Estratto del testo
════
In principio fu la città. Da sempre la vita dell’uomo è stata regolata in questa istituzione, principio del vivere associato e base stessa dell’essere in comune. La nostra cultura trae origine dalla città fino a identificarsi con essa. La città comprende l’uomo, la città è l’uomo – come ci ha insegnato una volta per tutte Aristotele. Certo, poi non sempre all’uomo è dato riconoscersi nella città. Anzi. Nel tempo questa ha cambiato volto. La modernità ne ha trasformato la topografia, ridisegnato le forme, ribaltato gli ordini che la governavano. Eppure è sempre rimasta e rimane la casa dell’uomo.
Proprio perché è uno dei volti dell’uomo, della sua storia, del modo in cui è e si rappresenta, la città ci dice molto dell’uomo stesso, di colui cioè che ha costruito quel tessuto urbano. Per questo esiste una lunga tradizione di filosofi impegnati a interrogarsi sull’organizzazione dello spazio, sulla città e sulla storia della sua fondazione, trasformazione, scomparsa. Equivale alla ricerca del senso della vita, delle comunità o, come le chiamava Hegel, delle cose – ovvero il meglio di ciò che va sotto il nome di filosofia. Non a caso le “letture” della città si sono moltiplicate, soprattutto dalla fine dell’Ottocento e poi per tutto il Novecento. Nomi illustri, fra scrittori e filosofi, che si sono messi all’ascolto del rumore del tempo che le città producono. La modernità sembra trovare, intorno al 1900, il suo laboratorio preferito in questo immenso repertorio di segni, immagini e sogni rappresentato dalla città.
════
Voci
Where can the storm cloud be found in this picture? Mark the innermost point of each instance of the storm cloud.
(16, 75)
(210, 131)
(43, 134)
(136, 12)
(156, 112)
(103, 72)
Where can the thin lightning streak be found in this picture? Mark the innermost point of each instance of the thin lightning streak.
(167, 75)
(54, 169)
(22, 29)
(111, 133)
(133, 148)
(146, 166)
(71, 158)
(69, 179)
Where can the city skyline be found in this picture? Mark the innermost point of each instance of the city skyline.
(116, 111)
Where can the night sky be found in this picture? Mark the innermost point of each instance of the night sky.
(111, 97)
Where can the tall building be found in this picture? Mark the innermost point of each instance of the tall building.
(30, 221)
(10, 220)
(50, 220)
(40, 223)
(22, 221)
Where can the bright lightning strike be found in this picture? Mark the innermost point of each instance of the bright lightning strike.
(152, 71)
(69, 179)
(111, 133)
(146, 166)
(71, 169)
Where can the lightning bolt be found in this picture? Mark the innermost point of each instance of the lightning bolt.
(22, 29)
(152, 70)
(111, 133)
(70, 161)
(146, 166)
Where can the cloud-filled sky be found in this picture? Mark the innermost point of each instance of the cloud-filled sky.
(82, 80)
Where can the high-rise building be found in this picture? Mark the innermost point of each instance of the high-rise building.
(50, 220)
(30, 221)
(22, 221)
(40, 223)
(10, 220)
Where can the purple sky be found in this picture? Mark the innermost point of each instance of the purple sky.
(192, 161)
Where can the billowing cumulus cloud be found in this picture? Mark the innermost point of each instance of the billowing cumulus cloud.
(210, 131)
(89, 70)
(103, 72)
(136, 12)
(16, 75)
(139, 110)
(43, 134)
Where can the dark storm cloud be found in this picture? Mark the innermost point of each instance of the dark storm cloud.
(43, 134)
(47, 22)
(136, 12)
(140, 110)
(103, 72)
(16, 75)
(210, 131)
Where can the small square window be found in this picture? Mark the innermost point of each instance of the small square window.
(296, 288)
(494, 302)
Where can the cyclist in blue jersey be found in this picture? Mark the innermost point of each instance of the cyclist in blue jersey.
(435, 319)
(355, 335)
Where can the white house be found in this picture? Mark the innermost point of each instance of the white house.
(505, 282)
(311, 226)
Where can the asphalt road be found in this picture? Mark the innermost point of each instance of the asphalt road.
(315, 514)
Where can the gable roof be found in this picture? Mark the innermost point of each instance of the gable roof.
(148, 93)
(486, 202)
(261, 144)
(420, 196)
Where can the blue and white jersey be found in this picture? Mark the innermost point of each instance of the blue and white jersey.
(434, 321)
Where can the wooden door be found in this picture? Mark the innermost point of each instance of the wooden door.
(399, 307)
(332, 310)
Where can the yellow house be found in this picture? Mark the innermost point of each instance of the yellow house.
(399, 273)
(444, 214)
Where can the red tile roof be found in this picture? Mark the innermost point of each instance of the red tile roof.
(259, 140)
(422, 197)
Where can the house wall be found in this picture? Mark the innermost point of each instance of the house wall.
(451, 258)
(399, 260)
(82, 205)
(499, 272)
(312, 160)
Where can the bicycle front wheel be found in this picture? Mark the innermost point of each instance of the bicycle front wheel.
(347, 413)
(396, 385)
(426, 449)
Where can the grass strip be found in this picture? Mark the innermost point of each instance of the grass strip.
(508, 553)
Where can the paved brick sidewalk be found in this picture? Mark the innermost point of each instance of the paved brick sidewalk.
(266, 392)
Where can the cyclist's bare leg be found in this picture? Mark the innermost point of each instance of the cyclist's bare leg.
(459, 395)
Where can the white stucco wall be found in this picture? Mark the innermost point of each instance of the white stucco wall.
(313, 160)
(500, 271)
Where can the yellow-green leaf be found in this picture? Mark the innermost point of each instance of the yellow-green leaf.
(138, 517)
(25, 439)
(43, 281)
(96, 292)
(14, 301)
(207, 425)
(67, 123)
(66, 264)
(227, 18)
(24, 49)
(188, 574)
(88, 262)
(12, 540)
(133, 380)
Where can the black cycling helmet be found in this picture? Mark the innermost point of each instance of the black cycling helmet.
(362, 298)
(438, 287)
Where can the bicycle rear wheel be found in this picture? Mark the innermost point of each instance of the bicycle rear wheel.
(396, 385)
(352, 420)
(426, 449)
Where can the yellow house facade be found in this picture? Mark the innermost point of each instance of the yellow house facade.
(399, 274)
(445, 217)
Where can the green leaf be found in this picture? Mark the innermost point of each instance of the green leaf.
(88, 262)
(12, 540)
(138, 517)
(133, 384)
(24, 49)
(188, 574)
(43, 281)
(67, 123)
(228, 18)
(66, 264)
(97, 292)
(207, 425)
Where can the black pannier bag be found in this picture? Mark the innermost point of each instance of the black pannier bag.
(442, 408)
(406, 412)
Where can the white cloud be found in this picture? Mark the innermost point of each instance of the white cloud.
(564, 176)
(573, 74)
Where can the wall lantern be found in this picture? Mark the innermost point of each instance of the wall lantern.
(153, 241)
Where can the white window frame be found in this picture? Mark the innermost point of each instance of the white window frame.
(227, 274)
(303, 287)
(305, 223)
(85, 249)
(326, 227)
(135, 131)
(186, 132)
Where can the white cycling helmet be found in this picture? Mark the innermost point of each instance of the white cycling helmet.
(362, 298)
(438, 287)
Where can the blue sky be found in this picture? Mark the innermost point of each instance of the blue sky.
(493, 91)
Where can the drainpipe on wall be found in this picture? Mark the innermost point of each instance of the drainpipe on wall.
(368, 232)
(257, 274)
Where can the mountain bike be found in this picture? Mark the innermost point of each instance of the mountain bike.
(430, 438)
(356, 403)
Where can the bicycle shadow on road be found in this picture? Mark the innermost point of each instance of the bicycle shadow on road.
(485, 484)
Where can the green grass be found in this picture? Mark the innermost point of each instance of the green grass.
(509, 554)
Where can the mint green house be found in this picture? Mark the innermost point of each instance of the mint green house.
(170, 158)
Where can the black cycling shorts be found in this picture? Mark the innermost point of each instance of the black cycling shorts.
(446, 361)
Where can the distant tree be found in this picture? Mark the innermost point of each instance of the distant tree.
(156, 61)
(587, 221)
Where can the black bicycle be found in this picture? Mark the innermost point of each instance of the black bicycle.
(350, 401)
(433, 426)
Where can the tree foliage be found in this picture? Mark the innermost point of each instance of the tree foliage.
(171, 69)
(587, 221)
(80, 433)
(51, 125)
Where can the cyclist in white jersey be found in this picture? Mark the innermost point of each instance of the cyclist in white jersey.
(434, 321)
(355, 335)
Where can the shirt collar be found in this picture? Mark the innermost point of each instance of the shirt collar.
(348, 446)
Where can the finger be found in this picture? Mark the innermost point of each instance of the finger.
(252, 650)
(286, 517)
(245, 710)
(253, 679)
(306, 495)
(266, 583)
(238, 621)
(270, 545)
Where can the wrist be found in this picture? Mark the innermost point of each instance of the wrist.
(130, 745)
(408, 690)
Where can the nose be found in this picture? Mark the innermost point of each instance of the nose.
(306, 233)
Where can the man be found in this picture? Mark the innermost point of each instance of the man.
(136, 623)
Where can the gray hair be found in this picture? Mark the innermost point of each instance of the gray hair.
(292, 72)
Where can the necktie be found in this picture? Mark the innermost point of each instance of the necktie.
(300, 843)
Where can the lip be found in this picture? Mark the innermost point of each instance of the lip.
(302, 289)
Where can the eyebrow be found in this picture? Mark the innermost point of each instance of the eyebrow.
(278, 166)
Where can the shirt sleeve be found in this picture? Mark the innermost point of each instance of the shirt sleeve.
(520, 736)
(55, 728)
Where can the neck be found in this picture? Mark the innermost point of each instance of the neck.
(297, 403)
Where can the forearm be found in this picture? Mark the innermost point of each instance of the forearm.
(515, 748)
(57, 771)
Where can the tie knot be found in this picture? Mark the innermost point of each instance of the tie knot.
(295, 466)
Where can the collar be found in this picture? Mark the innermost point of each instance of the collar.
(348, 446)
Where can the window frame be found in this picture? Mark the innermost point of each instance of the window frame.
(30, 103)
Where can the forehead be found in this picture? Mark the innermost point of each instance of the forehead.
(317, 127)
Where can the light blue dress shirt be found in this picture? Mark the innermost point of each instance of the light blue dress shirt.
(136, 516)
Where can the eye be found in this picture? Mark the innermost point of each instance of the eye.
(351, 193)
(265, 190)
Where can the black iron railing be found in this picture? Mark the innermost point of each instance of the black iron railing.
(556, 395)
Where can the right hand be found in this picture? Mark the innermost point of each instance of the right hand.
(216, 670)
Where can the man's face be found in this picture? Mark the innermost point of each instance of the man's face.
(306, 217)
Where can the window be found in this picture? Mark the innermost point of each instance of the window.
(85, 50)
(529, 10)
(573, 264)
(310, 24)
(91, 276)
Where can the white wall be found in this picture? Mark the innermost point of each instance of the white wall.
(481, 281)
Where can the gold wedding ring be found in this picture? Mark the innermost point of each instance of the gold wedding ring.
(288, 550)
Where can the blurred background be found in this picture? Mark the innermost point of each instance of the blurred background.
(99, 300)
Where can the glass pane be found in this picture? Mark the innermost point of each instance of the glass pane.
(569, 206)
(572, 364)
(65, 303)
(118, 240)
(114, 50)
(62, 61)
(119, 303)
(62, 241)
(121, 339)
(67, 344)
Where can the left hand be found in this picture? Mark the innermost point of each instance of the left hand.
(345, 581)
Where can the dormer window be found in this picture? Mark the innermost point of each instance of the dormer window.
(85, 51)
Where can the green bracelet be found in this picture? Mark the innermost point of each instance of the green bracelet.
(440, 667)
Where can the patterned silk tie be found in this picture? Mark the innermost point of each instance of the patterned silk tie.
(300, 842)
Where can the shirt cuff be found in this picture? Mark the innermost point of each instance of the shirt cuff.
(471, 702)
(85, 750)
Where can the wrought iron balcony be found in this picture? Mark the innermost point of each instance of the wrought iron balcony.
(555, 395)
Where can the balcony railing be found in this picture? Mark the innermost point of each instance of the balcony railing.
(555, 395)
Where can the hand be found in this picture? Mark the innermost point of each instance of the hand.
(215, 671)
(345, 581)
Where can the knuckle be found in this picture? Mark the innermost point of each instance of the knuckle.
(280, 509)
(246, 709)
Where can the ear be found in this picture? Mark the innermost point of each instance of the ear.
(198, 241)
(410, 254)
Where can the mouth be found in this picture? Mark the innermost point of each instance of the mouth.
════
Esercizi
1. Riproduci senza modifiche il passo del brano sulla città che va da "In principio fu" fino a "la casa dell’uomo.".
2. Scrivi il seguito del brano sulla città, riprendendo subito dopo la sua ultima frase.

Esercizi svolti
1.
In principio fu la città. Da sempre la vita dell’uomo è stata regolata in questa istituzione, principio del vivere associato e base stessa dell’essere in comune. La nostra cultura trae origine dalla città fino a identificarsi con essa. La città comprende l’uomo, la città è l’uomo – come ci ha insegnato una volta per tutte Aristotele. Certo, poi non sempre all’uomo è dato riconoscersi nella città. Anzi. Nel tempo questa ha cambiato volto. La modernità ne ha trasformato la topografia, ridisegnato le forme, ribaltato gli ordini che la governavano. Eppure è sempre rimasta e rimane la casa dell’uomo.

2.
Un sapere che sta lì, sotto gli occhi di tutti, a disposizione di chi vuol guardarlo e comprenderlo. Ecco allora che la massa uniforme e l’uomo senza qualità se ne vanno a spasso, a braccetto, lungo le vie di Vienna – strade al cospetto delle quali s’annusano i fasti d’un passato imperiale ormai decaduto. Altrove c’è la fantasmagoria di Parigi, capitale del xix secolo, la cui fisionomia è cantata dal poeta, cercata all’interno dei suoi passages o fra gli stracci del cenciaiolo, quest’essere misterioso che vive delle deiezioni della metropoli e per questo possiede il tesoro di ciò che la città ha scartato. Infine c’è la “piccola mamma”, come i boemi chiamano Praga, questa città che per lo scrittore diventa una “mammina con gli artigli”, uno spazio dove si combatte la dialettica fra l’incanto del luogo magico e l’alienazione del demoniaco da cui fuggire. Metropoli che presentano i loro elementi, strade come oggetti smarriti, veicoli d’esperienza fra cui perdersi e luoghi di sosta a cui abbeverarsi del genio della città. Porosità da cui mimare capacità osmotiche. Perciò ognuna di queste città si riempie di geroglifici sociali da decifrare, enigmi da risolvere, caratteri da scrivere. E a dismettere i panni solenni del saggio eremita per indossare quelli profani del detective, ecco incontrare lungo le strade in cerca di indizi persone che si chiamano Robert Musil, Walter Benjamin, Baudelaire, Proust, Kafka, Kracauer, Simmel, Bloch, Kraus, fra gli altri.
E a guardarla bene la città ci appare ambigua, ben diversa da come i “bellissimi miti” (ancora Aristotele) ce l’hanno raccontata. Non è soltanto il luogo dell’armonia, del riparo. È anche il luogo della paura. E per quanto si vogliano elaborare riflessioni in grado di consolarci, di esorcizzare questa paura e perciò scacciarla il più lontano possibile, ce la ritroviamo sempre a gravare su di noi. Culliamo la speranza di lasciarla fuori dalle porte della città, fuori dalla porta di casa. Ma poi scopriamo che trova sempre un modo di entrare. Dal momento in cui gli uomini hanno iniziato a costruire case e città sono stati pensati modelli ai quali rifarsi. E ognuno di questi ha tentato di disfarsi della paura, di smontarne i meccanismi, di tenerla fuori. Senza riuscirci: la città è sempre stata una matassa indistinta e confusa di paure, un vero e proprio fantasma che insegue l’uomo nella sua tana.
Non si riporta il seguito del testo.